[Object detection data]
--- Start ---
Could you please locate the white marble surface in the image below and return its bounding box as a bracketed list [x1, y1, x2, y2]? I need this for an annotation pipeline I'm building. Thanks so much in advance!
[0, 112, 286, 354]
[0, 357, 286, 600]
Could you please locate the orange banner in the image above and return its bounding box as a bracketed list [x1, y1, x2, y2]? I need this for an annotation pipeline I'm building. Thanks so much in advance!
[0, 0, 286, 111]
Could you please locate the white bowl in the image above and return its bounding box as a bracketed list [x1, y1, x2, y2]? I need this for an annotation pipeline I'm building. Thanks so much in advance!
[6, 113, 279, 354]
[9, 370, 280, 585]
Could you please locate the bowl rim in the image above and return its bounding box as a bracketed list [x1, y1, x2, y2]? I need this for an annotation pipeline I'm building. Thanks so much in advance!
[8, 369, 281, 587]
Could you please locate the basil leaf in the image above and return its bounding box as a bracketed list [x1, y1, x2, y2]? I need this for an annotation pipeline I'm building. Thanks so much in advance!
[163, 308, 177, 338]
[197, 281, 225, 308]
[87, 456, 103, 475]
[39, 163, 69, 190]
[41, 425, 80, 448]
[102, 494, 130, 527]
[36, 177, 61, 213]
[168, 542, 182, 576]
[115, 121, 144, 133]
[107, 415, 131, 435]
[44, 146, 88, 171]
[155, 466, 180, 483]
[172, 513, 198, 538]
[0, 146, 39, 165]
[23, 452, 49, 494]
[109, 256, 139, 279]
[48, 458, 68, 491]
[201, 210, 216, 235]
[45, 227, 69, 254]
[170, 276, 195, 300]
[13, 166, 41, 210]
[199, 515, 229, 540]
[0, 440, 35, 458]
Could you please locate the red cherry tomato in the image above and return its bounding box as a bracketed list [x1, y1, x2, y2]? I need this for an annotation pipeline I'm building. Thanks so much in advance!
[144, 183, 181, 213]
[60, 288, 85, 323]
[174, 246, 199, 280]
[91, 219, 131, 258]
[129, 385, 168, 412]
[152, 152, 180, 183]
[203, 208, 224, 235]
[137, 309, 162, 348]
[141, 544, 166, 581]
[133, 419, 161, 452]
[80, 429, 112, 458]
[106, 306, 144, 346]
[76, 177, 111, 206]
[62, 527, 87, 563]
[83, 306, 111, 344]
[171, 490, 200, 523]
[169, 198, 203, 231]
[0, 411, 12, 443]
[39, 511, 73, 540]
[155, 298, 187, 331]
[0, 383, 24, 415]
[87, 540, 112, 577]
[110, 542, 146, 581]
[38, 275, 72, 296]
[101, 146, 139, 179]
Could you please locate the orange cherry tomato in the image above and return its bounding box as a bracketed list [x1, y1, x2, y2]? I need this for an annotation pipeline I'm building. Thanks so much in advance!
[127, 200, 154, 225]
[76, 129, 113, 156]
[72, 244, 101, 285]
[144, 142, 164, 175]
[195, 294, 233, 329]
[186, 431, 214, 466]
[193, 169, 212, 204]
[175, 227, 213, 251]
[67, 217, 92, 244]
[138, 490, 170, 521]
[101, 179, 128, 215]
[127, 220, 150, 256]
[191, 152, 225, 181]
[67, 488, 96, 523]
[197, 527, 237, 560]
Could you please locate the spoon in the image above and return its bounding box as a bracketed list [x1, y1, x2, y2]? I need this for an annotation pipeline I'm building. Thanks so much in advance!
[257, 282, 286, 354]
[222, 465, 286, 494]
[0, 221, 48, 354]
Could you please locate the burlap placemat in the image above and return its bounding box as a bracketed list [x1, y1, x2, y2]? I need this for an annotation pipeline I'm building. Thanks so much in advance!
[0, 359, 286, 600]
--- End ---
- _Requirement_
Copy the rows above word for word, from the first line through the line holding "[0, 0, 286, 111]", both ends included.

- _Answer to this task_
Could you please locate the white marble surface in the image below and return its bounding box as a bracketed list [x1, y1, x2, y2]? I need this for an annotation pipeline I'm building. Thanks so much in advance!
[0, 112, 286, 354]
[0, 357, 286, 600]
Could you please locate the orange banner in the image above and return its bounding box as a bracketed list [x1, y1, x2, y2]? I need this for an annotation pipeline I'm building. Thanks so much in advance!
[0, 0, 286, 111]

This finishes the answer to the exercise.